● **SET PROBLEM**: Turn the data below into a numbered list with one item per line, leaving out any blank lines.

────────────────────

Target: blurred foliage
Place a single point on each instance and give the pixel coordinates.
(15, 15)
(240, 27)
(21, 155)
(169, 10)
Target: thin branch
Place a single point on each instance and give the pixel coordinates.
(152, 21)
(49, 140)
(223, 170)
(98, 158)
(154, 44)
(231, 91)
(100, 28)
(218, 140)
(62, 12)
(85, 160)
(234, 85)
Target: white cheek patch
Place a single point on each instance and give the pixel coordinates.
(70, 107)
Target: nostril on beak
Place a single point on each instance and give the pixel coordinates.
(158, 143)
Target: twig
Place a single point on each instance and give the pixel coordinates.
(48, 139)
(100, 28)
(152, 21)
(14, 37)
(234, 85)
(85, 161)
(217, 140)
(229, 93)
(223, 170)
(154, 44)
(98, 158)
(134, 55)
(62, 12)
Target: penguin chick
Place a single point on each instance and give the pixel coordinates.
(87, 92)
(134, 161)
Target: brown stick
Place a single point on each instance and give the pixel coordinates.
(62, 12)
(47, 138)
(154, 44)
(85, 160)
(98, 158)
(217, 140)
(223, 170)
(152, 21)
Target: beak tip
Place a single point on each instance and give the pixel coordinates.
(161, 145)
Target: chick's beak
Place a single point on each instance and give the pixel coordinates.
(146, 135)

────────────────────

● **THE REPLY**:
1. Target: blurred foliage
2. Place a single point on each instance and give the pixel coordinates.
3. (15, 15)
4. (240, 27)
5. (21, 155)
6. (169, 10)
7. Target: thin branch
8. Place a single point on each instance and give the pixel coordinates.
9. (152, 21)
10. (49, 140)
11. (223, 170)
12. (98, 158)
13. (154, 44)
14. (231, 91)
15. (100, 28)
16. (218, 140)
17. (62, 12)
18. (85, 160)
19. (234, 85)
20. Target: white cheek patch
21. Place a single point on each instance and give the pixel coordinates.
22. (70, 107)
23. Target: nostril on beak
24. Place a single point on each instance and give the pixel coordinates.
25. (158, 143)
26. Target: twig
27. Place a single point on each instance and give the pixel coordinates.
28. (48, 139)
29. (100, 28)
30. (152, 21)
31. (14, 37)
32. (234, 85)
33. (85, 161)
34. (217, 140)
35. (229, 93)
36. (223, 170)
37. (154, 44)
38. (98, 158)
39. (134, 55)
40. (62, 12)
41. Target: penguin chick
42. Place a single point on each instance and give the pixel coordinates.
43. (87, 92)
44. (134, 161)
45. Target: brown stick
46. Place a single point on each instance and give the pixel coordinates.
47. (62, 12)
48. (47, 138)
49. (154, 44)
50. (85, 160)
51. (98, 158)
52. (217, 140)
53. (223, 170)
54. (152, 21)
55. Target: beak tip
56. Place a single point on each instance and give the pixel coordinates.
57. (161, 145)
58. Target: chick's beak
59. Place a single point on each instance and give the pixel coordinates.
60. (146, 135)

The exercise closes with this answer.